I didn't write that, It was cut and paste from Steve Mickley website.


----------



## wseand (Jan 27, 2010)

Steve

My apologies as most of my friends will agree with, I am not the brightest bulb on the chandelier.

Bill

Edit: And to Joe, my apologies for ruining your post.


----------



## Zif (Oct 15, 2011)

This stuff, "Green Mineral Spirits" which is white, has to be an emulsion. By that I mean it is a mixture of traditional mineral spirits which is clear and water. Along with a surfactant the two can be mixed together to form little tiny droplets much like mayonnaise and milk to give the white appearance. The emulsion can form in one of two ways either "water in oil" (water droplets in oil) or "oil in water" (oil droplets in water).

I suspect this is an oil in water emulsion for a couple of reasons. When I mixed it with poly the mixture seemed to get thicker due to the additional oil droplets formed. Also the claim that "green mineral spirits" is non-flammable suggests a non-flammable water phase encasing the flammable mineral spirits droplets.

I also noticed as others did above that the finish seemed to take a long time to dry and remained tacky. Maybe due to the surfactant left behind in the dried poly as most surfactants are not volatile.

I will probably not use again for thinning finishes but would use again for cleaning brushes.

TZ


----------



## gfadvm (Jan 13, 2011)

I use the odorless mineral spirits cited above mixed with either Min Wax Spar or Poly at the ratio of 1 part MS to 3 parts poly or spar. It is then wiped on with a t shirt type square of cloth. Remember you are going to have to do a lot of coats to achieve a build up of finish if that's what you're after. The biggest mistake I see with wiping on finish is to get in a hurry and apply it too thick which defeats the purpose of wiping it on (to avoid runs, sags, and bubbles). This is as close to a fool proof finish as I have found. It does take time but the results and not having runs, etc is worth it.

▶ AVAILABLE DATA:

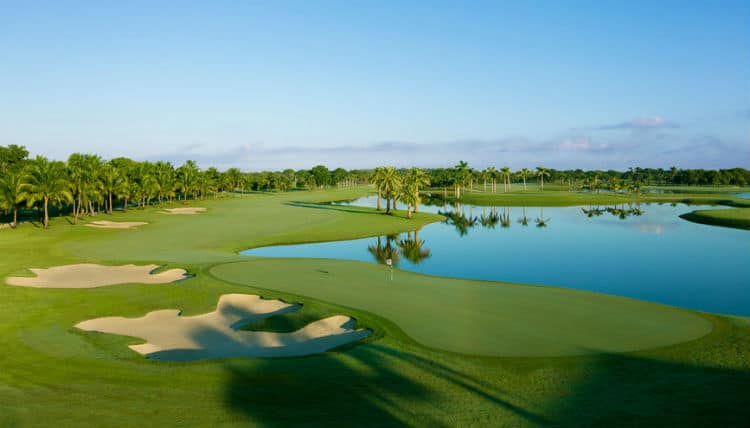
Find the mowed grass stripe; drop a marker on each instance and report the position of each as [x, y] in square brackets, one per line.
[477, 317]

▶ WHAT TO DO:
Please continue the forum thread about thinning finishes with mineral spirits from where it stops. The lines aren't needed here.

▶ THE REPLY:
----------



## BillWhite (Jul 23, 2007)

cr1 has the right answer and attitude. MinWax stuff sucks.
Bill


----------



## Frankengruvin (Feb 7, 2015)

I can't tell you exactly, but they are still mineral spirits, just with too much of the active ingredients removed. So they just don't work as well for the kinds of stuff that we all buy and use mineral spirits to do. It is relatively new to the market, and I suspect in response to environmental laws passed in places like SoCal (where I now live) where it is becoming almost impossible to purchase the clear kind that I used in NC just a year ago (sigh!). I tried using some Klean Strip Green Odorless Mineral Spirits to thin some Tried and True Varnish recently and it just didn't do what I wanted it to.



> Forgive my ignorance, but what makes the "green" mineral spirits not really mineral spirits?
> 
> - Cory


----------



## Frankengruvin (Feb 7, 2015)

> We ll I ve been confused about wiping varnishes from day one but am attrackted by its foolproof claims. Though in my case, not true. There doesn t seem to be a lot of concensus but the simplest recipes say to thin any oil based finish with 50% thinner or mineral spirits And that s what I ve been doing with some success and sometimes not. It takes 4 or 5 thin coats to build up to a minimum level and I mix small amounts in a seperate container.
> 
> I struggle with finishing Wseand, probably from bad technique, and would like to find something more reliable and foolproof. Lately, I ve been using Watco Danish Oil (Natural finish) and after a week or so to dry, follow up with several coats of what I thought was homemade wiping varnish, sanding in between. What would you suggest for something that s simple and tolerates mistakes. I ve gotten poorer results in the past using Poly full strength.
> 
> ...


I highly suggest watching The Wood Whisperer's videos on finishing, especially his "wiping varnish finish" video (which he also sold as a DVD). He has also done several live webcasts which were later distributed as free podcasts where he just hosts Q&A sessions on various types of finishes and methods of application. If you're using the right ingredients, wiping varnishes are just about the easiest things to use to get high quality finishes. Not necessarily fast, but good. And I've done it successfully with Minwax stuff and Watco stuff and General Finishes stuff. My favorite so far? For different reasons, Watco Danish Oil and GF Arm R Seal.


----------



## masterb (Jan 26, 2021)

Seems everyone is having problems with finishes drying very slowly or not at all. One thing that will help speed up the drying times is good air movement. For example placing a box fan on medium at one end of a table top etc.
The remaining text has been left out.